-- BEGIN --

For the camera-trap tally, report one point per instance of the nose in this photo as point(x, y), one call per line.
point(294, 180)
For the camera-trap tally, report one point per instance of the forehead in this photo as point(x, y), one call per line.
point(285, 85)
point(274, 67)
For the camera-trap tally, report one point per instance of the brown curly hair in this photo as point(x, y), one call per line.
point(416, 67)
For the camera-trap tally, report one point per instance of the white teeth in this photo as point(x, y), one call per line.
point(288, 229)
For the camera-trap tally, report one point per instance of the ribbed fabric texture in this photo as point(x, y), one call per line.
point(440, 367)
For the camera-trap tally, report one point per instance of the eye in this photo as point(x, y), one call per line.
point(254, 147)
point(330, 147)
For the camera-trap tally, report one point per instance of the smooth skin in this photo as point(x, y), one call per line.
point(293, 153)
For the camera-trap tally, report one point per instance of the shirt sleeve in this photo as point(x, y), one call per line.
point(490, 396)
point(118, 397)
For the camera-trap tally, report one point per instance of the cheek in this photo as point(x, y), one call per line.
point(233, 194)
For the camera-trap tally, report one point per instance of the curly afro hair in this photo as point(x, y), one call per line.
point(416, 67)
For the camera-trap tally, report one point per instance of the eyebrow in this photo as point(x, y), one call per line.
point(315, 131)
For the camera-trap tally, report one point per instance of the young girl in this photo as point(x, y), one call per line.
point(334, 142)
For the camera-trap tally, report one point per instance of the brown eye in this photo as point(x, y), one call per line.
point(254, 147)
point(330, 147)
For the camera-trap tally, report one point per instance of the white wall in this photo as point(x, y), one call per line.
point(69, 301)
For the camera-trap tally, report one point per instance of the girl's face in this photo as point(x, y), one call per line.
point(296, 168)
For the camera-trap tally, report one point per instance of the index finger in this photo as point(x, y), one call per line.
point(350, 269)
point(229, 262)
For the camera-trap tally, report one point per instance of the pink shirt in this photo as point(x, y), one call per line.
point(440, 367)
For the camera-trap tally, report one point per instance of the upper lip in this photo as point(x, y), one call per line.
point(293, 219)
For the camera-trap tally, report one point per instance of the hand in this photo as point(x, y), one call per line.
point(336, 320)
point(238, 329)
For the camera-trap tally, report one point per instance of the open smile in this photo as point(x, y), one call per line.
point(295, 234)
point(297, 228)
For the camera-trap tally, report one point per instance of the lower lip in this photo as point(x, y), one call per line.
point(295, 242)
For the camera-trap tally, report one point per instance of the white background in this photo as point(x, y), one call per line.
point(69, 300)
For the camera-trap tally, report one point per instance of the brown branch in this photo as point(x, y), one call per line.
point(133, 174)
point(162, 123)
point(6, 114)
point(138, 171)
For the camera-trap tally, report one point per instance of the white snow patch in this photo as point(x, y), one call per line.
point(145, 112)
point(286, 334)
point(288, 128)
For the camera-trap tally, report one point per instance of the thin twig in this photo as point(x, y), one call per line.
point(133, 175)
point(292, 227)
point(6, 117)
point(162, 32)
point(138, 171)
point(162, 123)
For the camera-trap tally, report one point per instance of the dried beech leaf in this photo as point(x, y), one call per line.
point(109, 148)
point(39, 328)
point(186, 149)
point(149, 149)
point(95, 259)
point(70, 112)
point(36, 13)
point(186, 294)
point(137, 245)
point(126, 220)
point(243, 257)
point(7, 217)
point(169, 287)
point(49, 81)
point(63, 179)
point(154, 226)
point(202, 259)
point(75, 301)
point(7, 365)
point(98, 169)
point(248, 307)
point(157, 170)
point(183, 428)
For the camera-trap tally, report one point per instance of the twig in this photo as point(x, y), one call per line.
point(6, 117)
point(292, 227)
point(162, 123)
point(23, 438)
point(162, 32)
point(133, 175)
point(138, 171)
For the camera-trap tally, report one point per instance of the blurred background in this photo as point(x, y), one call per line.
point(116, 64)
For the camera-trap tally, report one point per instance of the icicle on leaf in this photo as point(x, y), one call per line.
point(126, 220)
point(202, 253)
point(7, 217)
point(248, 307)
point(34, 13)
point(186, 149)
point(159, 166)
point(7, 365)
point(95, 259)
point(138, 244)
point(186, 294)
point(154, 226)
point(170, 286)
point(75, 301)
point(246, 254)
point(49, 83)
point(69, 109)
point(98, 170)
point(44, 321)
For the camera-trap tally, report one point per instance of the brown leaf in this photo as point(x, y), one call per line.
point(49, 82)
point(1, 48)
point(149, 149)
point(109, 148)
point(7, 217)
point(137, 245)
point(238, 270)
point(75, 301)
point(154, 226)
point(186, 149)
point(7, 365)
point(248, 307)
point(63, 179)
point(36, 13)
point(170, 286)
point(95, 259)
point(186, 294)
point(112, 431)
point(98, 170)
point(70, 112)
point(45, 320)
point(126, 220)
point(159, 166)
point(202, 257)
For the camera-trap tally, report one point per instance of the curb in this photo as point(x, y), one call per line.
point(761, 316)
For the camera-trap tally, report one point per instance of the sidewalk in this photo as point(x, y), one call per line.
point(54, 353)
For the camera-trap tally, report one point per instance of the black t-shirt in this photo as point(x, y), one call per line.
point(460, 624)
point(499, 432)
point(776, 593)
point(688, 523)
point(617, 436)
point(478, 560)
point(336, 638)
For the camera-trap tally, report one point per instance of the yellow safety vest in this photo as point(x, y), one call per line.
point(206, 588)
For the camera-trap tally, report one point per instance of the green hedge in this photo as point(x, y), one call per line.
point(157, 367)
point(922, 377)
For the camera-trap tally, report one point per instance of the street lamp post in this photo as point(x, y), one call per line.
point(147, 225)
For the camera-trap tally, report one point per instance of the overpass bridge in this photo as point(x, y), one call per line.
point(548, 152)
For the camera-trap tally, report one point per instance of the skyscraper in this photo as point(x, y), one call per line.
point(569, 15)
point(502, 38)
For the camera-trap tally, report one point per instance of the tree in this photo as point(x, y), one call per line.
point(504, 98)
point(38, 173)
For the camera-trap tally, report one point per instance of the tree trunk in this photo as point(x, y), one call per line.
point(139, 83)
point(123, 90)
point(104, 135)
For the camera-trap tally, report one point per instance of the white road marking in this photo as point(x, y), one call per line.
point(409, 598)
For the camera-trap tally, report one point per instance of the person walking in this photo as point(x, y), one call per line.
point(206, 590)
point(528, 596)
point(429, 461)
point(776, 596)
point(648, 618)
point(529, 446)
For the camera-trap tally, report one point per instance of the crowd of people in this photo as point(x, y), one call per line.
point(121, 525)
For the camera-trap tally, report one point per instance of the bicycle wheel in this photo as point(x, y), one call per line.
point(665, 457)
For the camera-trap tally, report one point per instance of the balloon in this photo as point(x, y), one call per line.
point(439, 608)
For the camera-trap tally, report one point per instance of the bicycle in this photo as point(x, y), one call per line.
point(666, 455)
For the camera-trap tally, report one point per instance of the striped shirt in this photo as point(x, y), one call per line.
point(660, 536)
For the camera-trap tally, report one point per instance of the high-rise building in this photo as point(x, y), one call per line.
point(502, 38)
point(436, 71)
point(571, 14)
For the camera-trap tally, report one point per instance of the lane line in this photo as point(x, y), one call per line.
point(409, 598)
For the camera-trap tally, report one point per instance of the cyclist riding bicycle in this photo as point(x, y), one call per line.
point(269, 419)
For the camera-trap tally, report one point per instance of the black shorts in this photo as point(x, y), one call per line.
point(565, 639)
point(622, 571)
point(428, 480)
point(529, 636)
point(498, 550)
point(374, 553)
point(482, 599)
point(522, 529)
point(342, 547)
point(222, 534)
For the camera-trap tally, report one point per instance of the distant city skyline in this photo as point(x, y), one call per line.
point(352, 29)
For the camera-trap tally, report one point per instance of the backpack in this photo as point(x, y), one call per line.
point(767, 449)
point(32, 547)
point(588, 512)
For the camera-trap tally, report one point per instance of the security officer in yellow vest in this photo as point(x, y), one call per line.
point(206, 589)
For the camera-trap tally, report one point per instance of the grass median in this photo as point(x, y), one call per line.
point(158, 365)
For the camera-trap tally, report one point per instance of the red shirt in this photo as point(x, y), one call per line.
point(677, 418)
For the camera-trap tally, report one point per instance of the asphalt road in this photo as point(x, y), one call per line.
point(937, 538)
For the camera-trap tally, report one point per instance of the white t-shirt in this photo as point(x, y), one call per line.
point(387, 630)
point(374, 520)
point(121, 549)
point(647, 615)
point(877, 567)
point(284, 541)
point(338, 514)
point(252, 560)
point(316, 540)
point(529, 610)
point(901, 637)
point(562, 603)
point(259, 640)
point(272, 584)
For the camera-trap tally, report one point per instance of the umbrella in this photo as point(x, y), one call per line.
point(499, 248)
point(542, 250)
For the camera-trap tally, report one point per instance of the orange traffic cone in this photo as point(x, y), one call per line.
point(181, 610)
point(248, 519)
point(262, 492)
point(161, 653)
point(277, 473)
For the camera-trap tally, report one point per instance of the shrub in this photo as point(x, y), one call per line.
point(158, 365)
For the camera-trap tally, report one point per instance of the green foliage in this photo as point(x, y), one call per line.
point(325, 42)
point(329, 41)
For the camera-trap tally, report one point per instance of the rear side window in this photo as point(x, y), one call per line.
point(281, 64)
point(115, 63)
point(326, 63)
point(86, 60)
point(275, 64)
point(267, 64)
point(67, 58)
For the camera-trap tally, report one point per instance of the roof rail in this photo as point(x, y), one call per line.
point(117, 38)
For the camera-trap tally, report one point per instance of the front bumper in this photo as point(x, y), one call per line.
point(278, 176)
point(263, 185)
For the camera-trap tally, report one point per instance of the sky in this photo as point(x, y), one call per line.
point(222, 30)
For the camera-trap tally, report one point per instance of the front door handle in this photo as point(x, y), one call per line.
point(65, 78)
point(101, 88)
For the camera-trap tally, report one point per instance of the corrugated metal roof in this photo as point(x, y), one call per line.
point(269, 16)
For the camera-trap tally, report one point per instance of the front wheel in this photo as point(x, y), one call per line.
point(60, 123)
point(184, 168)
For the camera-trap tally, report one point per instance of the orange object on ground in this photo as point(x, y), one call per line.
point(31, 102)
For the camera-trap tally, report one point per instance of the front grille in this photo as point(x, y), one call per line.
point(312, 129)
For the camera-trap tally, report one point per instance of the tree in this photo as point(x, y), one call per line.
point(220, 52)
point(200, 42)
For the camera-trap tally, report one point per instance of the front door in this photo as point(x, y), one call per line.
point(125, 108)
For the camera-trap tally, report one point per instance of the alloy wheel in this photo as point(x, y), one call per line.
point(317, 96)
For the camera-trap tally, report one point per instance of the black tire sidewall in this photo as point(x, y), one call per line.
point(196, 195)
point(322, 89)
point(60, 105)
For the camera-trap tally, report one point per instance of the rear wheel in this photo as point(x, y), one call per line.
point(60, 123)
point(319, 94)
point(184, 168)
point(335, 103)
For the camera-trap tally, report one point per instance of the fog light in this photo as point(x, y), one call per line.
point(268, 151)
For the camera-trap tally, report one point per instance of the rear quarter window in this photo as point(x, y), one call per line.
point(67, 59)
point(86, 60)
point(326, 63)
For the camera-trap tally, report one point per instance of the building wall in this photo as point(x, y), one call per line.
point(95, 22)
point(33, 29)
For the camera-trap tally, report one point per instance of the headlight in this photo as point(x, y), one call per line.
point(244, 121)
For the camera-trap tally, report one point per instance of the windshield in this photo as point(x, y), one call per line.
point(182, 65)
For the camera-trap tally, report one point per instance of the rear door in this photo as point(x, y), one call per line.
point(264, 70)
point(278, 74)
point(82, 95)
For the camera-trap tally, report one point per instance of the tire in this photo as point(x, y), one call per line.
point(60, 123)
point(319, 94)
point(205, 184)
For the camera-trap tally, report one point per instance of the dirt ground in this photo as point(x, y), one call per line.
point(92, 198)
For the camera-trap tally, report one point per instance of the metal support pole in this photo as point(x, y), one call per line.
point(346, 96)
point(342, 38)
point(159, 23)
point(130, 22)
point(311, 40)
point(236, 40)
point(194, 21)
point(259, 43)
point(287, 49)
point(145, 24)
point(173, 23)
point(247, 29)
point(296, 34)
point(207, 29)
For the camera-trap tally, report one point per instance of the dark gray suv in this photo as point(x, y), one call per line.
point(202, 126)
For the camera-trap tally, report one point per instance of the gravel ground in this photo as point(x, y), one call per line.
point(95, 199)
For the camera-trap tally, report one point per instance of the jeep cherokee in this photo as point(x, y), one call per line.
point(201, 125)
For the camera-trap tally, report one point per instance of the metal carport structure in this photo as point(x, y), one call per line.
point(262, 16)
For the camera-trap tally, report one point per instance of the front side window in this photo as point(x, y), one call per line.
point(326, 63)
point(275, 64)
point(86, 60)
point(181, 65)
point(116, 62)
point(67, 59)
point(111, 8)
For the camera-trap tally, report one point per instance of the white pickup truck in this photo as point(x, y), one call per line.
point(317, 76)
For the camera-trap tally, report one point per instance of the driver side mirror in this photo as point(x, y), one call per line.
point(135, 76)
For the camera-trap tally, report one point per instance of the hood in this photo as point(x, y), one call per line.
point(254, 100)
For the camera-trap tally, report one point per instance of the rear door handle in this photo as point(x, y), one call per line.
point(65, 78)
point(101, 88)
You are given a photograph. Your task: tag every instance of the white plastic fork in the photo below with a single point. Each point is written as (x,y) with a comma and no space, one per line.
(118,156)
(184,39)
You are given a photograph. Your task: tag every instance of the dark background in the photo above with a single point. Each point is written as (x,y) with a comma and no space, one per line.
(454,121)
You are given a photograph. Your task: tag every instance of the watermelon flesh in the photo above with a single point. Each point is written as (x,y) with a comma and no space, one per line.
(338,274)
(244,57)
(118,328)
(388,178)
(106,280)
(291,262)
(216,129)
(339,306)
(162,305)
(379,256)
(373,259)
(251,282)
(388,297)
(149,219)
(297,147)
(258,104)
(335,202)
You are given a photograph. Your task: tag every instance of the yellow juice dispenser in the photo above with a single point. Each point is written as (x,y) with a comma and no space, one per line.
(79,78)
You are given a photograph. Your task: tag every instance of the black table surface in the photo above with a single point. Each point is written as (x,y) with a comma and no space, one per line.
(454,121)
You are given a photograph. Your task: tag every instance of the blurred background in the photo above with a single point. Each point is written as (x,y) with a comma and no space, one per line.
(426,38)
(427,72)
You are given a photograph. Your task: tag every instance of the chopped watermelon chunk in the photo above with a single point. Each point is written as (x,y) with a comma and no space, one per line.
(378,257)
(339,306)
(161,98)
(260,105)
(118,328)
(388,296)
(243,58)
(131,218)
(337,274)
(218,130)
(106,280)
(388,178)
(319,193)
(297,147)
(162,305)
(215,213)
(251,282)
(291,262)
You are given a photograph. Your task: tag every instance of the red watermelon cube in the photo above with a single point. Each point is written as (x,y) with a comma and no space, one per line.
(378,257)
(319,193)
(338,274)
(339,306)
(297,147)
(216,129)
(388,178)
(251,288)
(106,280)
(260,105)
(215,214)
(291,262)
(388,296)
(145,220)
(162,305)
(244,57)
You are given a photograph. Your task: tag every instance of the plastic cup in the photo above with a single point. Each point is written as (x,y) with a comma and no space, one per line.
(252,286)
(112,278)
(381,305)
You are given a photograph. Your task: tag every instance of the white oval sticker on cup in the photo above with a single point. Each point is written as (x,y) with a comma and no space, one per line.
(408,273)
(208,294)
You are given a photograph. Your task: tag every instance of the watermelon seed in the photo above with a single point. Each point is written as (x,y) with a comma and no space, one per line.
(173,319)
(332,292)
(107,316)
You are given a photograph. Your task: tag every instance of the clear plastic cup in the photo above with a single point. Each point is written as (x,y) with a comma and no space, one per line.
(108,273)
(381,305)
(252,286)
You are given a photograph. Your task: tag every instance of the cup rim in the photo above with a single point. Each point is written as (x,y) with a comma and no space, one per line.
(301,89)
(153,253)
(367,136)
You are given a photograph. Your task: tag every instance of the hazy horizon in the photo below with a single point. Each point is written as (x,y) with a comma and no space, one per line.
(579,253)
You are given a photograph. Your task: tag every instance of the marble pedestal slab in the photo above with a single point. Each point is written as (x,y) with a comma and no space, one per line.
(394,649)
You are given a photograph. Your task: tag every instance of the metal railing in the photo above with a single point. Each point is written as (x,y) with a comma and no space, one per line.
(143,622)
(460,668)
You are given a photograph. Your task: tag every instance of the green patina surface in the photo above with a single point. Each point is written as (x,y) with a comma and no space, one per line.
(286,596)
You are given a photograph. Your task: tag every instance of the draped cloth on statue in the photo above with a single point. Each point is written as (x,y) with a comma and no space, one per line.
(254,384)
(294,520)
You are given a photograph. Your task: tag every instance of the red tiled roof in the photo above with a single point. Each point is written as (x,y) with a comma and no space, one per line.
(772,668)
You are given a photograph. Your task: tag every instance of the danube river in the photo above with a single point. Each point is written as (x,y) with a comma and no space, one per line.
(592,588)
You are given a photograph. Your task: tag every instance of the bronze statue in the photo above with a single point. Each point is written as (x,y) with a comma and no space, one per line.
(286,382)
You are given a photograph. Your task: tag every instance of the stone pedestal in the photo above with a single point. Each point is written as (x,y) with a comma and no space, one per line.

-- END --

### [Instructions for the task]
Rewrite the stretch of the material from the line containing "the yellow safety" through the line containing "point(922, 377)", replacing "green hedge" with "trimmed hedge" and changing nothing else.

### [Solution for this problem]
For the camera-trap tally, report one point per instance of the yellow safety vest in this photo as point(x, y), one call per line.
point(206, 588)
For the camera-trap tally, report one point per instance of the trimmed hedge in this photo as point(x, y), one call per line.
point(157, 367)
point(922, 377)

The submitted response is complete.